## Extracted data entries
☆ ☆ ☆ ☆

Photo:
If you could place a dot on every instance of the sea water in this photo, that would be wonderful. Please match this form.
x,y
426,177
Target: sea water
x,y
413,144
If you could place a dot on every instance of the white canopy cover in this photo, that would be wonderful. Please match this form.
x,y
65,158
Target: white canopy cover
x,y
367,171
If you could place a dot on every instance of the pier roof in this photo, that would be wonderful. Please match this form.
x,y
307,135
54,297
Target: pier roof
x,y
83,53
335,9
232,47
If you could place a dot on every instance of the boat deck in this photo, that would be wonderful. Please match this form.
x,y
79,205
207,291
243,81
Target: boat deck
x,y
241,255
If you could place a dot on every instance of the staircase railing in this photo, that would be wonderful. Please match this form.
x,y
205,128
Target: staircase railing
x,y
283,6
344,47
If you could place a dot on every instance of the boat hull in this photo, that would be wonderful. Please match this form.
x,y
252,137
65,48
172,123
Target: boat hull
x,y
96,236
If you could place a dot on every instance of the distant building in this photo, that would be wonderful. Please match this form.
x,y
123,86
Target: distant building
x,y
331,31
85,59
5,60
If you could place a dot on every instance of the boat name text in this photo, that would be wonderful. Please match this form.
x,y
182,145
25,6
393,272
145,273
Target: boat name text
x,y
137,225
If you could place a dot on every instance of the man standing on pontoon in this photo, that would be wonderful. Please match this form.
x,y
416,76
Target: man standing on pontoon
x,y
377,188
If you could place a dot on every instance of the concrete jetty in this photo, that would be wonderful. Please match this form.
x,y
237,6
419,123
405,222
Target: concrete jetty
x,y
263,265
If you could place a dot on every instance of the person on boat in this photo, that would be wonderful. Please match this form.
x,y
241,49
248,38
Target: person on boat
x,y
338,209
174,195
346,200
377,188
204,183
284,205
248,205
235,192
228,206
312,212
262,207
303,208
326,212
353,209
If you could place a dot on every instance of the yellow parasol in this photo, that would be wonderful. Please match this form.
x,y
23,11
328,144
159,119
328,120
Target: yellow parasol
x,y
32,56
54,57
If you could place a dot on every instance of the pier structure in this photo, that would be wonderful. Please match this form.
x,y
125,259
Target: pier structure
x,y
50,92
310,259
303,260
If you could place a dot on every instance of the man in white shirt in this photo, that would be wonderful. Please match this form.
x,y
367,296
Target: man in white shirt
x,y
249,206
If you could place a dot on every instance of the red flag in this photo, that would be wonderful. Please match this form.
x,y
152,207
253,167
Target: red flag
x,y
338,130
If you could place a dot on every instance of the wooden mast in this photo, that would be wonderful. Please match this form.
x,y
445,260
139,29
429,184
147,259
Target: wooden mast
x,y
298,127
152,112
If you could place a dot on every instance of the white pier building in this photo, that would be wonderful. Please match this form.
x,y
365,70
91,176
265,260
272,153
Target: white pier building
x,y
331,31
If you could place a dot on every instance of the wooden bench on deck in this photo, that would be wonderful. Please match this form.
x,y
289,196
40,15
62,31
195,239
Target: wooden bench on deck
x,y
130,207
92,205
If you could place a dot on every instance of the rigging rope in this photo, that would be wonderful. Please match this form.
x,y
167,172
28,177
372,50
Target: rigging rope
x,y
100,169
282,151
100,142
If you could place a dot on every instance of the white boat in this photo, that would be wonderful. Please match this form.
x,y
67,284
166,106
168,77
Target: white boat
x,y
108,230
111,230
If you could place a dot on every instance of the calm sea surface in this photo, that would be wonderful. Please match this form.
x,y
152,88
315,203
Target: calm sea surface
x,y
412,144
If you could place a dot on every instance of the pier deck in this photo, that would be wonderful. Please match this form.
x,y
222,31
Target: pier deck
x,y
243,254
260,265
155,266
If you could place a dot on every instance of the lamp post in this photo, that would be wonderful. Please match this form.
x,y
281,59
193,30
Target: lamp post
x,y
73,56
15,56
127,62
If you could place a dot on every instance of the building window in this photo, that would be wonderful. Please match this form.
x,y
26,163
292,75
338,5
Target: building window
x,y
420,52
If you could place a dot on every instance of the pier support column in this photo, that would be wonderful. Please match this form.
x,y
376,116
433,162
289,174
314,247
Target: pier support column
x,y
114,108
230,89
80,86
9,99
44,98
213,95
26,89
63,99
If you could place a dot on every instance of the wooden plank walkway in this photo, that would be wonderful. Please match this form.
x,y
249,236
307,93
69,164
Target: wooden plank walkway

☆ ☆ ☆ ☆

## Problem requirements
Return every line above that contains the word "walkway".

## Solution
If you could place a dot on every instance of the wooden plank walkway in this photo, that would be wonderful. Please match this form.
Target: wooden plank walkway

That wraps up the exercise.